━━━━━ Extracted entries ━━━━━
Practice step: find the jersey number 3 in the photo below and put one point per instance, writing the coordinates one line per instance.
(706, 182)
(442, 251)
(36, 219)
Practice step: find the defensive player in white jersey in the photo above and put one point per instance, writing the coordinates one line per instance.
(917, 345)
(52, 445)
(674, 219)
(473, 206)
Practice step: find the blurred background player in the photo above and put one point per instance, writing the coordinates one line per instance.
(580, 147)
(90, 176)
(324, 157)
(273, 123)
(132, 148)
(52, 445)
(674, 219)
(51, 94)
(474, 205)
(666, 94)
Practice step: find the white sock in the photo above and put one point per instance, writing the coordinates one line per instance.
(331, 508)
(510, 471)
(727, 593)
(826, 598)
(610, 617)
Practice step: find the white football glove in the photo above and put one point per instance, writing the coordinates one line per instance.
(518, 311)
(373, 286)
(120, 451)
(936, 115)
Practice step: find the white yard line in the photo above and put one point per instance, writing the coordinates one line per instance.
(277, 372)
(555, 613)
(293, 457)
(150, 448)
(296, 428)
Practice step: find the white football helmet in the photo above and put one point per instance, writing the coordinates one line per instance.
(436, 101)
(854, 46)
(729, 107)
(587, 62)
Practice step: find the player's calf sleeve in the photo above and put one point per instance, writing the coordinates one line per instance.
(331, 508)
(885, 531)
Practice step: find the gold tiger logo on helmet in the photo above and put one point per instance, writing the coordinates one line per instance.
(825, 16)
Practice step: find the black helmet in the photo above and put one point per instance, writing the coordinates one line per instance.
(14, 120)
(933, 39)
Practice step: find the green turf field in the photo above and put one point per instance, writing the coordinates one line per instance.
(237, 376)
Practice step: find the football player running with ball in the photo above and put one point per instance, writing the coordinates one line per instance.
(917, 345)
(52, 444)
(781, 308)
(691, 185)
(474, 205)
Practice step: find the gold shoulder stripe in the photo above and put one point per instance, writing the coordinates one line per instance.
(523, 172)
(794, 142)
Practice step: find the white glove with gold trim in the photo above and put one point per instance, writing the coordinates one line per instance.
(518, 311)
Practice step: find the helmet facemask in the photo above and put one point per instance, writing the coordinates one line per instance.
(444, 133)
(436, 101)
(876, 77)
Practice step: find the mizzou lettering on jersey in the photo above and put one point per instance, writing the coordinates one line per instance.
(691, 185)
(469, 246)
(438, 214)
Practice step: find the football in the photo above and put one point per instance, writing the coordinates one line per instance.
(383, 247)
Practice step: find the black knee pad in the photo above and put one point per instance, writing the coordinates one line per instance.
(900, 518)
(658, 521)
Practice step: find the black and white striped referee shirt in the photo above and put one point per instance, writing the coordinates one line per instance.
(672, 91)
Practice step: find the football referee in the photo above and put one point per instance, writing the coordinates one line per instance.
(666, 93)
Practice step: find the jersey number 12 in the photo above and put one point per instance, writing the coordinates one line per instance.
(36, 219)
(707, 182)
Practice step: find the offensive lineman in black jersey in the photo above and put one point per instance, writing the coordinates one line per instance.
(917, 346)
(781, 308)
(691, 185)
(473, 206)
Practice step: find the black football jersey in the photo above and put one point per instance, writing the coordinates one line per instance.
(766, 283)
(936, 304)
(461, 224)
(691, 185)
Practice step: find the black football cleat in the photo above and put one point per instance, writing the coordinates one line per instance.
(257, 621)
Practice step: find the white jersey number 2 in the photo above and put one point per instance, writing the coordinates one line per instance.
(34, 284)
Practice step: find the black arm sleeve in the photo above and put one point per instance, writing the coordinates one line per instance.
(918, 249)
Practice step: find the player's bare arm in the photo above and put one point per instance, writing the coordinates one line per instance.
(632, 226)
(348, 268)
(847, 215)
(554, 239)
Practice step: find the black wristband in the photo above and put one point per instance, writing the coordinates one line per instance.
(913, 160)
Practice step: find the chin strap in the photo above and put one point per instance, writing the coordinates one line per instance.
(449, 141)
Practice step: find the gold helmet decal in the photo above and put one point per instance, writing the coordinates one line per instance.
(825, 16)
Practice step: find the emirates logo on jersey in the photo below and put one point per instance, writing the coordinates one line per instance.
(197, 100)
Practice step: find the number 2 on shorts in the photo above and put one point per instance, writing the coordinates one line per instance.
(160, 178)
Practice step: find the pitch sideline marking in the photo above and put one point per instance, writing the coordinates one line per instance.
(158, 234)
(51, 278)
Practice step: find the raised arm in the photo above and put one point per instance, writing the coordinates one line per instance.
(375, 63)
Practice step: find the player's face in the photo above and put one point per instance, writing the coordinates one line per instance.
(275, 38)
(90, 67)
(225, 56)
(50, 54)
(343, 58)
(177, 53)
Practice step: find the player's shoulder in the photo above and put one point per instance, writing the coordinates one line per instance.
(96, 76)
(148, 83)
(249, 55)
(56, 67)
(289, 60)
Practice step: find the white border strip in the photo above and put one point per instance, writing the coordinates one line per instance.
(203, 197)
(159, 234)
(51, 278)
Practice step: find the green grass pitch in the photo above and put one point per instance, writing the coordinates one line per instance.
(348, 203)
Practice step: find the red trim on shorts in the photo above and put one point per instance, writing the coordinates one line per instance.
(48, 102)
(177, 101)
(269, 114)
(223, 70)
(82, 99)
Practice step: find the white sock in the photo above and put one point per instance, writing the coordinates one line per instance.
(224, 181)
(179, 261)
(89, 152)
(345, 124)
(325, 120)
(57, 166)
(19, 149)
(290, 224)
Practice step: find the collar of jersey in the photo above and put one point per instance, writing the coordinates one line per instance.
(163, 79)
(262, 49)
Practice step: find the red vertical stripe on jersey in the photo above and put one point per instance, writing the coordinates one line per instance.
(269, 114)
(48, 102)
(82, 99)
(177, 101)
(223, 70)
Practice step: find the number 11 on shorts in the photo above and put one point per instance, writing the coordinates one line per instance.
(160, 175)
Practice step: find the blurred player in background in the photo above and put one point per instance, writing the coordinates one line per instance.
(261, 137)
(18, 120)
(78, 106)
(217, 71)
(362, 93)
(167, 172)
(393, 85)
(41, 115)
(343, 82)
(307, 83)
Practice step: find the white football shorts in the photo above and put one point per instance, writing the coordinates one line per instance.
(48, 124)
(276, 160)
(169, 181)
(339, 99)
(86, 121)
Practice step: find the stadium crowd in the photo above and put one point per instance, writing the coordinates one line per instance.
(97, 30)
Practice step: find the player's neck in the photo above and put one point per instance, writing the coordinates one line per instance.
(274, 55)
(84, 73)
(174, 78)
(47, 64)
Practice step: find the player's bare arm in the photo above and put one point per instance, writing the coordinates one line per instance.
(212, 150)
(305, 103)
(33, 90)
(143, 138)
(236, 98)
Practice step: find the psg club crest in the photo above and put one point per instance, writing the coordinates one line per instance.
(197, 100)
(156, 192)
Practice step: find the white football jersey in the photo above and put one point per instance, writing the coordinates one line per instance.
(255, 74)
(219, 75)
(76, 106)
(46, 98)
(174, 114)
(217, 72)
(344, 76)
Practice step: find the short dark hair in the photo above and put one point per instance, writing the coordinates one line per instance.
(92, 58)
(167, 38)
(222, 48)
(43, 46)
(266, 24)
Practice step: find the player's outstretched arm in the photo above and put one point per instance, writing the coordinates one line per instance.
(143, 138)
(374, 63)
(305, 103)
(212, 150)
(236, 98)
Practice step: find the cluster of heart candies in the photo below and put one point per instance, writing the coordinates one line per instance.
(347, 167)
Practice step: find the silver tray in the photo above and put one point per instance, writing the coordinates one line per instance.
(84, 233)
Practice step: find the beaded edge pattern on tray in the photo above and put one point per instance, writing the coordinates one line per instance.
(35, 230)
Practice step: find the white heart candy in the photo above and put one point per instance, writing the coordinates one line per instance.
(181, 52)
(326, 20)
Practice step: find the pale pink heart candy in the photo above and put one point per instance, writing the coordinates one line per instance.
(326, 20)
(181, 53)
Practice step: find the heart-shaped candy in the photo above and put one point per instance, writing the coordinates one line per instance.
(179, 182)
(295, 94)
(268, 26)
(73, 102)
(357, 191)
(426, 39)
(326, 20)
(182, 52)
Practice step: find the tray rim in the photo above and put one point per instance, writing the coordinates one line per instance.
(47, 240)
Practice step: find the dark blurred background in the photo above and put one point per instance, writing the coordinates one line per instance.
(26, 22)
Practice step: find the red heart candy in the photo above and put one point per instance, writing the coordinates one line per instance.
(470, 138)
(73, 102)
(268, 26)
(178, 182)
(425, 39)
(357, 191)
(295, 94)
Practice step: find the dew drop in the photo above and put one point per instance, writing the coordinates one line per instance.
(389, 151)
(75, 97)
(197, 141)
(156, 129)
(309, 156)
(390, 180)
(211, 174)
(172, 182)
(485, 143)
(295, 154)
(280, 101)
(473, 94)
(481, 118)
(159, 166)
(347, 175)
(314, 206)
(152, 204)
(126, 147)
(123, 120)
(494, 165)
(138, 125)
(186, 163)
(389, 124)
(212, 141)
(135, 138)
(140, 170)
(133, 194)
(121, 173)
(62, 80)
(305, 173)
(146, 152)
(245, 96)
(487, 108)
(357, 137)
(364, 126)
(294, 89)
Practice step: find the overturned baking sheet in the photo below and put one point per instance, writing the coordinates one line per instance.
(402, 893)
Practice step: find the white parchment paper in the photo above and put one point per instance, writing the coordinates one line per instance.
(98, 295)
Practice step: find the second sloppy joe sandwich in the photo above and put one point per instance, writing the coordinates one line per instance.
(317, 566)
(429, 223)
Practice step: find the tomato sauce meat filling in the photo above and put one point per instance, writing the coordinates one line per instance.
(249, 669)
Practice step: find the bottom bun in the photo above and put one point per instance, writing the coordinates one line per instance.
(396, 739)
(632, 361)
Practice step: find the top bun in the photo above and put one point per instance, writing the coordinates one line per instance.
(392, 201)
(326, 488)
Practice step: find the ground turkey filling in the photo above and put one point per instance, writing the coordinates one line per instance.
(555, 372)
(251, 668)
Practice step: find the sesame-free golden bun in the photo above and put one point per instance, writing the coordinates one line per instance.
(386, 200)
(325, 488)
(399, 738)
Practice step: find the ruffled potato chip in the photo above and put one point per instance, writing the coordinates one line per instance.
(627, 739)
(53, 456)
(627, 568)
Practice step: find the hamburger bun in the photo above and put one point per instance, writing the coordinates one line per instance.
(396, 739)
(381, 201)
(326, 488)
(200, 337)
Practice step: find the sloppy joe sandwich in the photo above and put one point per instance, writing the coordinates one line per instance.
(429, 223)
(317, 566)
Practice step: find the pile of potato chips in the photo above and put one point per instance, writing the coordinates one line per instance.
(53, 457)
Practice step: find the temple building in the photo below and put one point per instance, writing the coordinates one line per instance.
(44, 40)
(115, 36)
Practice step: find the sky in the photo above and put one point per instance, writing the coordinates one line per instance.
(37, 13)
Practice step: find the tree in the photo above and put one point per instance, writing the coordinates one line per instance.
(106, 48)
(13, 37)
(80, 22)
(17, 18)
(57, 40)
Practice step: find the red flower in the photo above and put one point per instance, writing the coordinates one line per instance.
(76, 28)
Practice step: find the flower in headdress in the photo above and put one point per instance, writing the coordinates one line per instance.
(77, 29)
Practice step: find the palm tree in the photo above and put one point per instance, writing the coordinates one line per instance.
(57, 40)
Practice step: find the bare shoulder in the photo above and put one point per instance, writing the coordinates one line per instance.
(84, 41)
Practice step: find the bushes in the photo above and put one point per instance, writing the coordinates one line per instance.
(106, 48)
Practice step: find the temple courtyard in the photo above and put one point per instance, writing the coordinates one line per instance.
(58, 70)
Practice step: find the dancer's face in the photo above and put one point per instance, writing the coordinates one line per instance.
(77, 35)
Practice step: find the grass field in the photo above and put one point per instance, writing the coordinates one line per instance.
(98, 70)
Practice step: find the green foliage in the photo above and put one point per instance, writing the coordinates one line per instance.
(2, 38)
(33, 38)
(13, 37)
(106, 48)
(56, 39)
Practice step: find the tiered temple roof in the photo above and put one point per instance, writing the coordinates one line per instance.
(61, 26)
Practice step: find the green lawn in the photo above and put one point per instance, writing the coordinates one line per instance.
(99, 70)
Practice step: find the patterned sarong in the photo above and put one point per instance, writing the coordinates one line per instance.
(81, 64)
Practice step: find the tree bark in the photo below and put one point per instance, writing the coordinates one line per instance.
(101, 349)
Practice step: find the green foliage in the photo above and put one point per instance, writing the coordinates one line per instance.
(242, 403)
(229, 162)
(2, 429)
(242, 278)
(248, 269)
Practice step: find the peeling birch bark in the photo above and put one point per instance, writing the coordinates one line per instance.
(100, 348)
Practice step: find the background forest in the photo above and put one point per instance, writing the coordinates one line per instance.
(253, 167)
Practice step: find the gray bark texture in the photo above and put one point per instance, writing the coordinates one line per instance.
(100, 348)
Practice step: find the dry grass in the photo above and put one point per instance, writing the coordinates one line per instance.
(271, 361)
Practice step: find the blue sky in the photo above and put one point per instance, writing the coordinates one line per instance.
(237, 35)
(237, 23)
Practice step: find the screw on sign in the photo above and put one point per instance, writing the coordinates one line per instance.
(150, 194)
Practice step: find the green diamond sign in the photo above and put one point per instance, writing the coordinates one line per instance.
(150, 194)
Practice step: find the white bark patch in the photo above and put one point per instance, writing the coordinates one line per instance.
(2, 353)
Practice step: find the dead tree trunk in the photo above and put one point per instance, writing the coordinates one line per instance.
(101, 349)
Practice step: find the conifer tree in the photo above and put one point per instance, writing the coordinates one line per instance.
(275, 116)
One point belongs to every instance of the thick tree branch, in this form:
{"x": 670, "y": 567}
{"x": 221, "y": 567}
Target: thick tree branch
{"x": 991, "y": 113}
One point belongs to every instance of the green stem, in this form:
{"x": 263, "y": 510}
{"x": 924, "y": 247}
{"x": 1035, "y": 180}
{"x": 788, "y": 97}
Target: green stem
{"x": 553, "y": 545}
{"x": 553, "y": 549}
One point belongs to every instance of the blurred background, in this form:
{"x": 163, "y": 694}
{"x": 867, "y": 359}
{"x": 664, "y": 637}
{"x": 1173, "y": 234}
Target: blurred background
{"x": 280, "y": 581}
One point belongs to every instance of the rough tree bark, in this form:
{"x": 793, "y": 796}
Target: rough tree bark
━━━━━
### What the task asks
Scan the data above, find each line with "rough", and copy it.

### Output for this exercise
One point belongs to every instance of the rough tree bark, in this form:
Target: rough tree bark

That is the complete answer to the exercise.